### INSTRUCTIONS FOR THE TASK
Reproduce word for word the passage of the Dessalines text below that starts at "October 17, 1806 –" and stops after "of African slaves.".

### EXCERPTED TEXT
----------
Sunday, October 17, 2010

October 17, 1806 – Dessalines Survives Assassination Attempt

The nation of Haiti had undergone a brutal past. Its natives had been wiped out by plagues brought by the Spanish, and its primary colonists had been pirates, specifically on the nearby island of Tortuga. In 1664, the French West India Company formally claimed the western side of Hispaniola and established a lasting colony. Plantations grew up and prospered from the blood and sweat of African slaves.

When the French Revolution broke out, revolution spread to Haiti as well. Freed black men claimed rights as citizens, and war spread as planters, supported by the British, tried to keep power from the mulattoes. While the slaves gained their freedom amidst the battles, war with France arose as Napoleon moved to reconquer Haiti and rule eastern Hispaniola directly. Much of Napoleon's expedition was destroyed by disease, and the vicomte de Rochambeau fought brutal tactics of tit-for-tat atrocities with the rebel leader Dessalines until the final Battle of Vertières in 1803 led to French surrender.
 
Dessalines continued to maintain power after the war from republican ideals and even proclaimed himself Emperor Jacques I of Haiti on October 6, 1804. He went about a pogrom of massacre on the whites of the island early in his rule. Planters and the white upper class fled or faced brutal execution, leaving behind the class of gens de couleur, wealthy, darker skinned freed men, as the higher class of the island. While many called for republican reform, Dessalines held his power and imposed a system of tyranny, practical slavery, to keep the sugar and coffee plantations running to pay for the new government.

Conspiracies began to rise up against Dessalines. He had served the country well, but now he had grown consumed by his power. Henri Christophe, a military subordinate to Dessalines, began a revolt in the north with his own autocracy while gens de couleur leader Alexandre Pétion worked to champion democracy in the south. On October 17, 1806, Dessalines began the march out of Port-au-Prince where he had been containing the ideals of Pétion to put down by force the rebellion of Christophe. An ambush sprung around him, but Dessalines managed to dodge assassins' bullets, rally his men, and route the assailants.

The march to the north crushed Pétion's rebellion. While he exacted victory, Dessalines pondered how it could be that his beloved Haitians would rise up against him in an attempt of assassination. He was a hard man of sharp discipline, but that had been what allowed the defeat of Rochambeau in the fight for independence. He demanded a great deal from his people, but government was expensive, and an economy crippled without forced workers would reduce the island to poverty and anarchy.
----------
### SOURCE DATA
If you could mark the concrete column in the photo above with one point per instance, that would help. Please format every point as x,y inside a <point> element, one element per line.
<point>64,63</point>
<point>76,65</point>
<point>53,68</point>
----------
### SOLUTION TO THIS PROBLEM
October 17, 1806 – Dessalines Survives Assassination Attempt

The nation of Haiti had undergone a brutal past. Its natives had been wiped out by plagues brought by the Spanish, and its primary colonists had been pirates, specifically on the nearby island of Tortuga. In 1664, the French West India Company formally claimed the western side of Hispaniola and established a lasting colony. Plantations grew up and prospered from the blood and sweat of African slaves.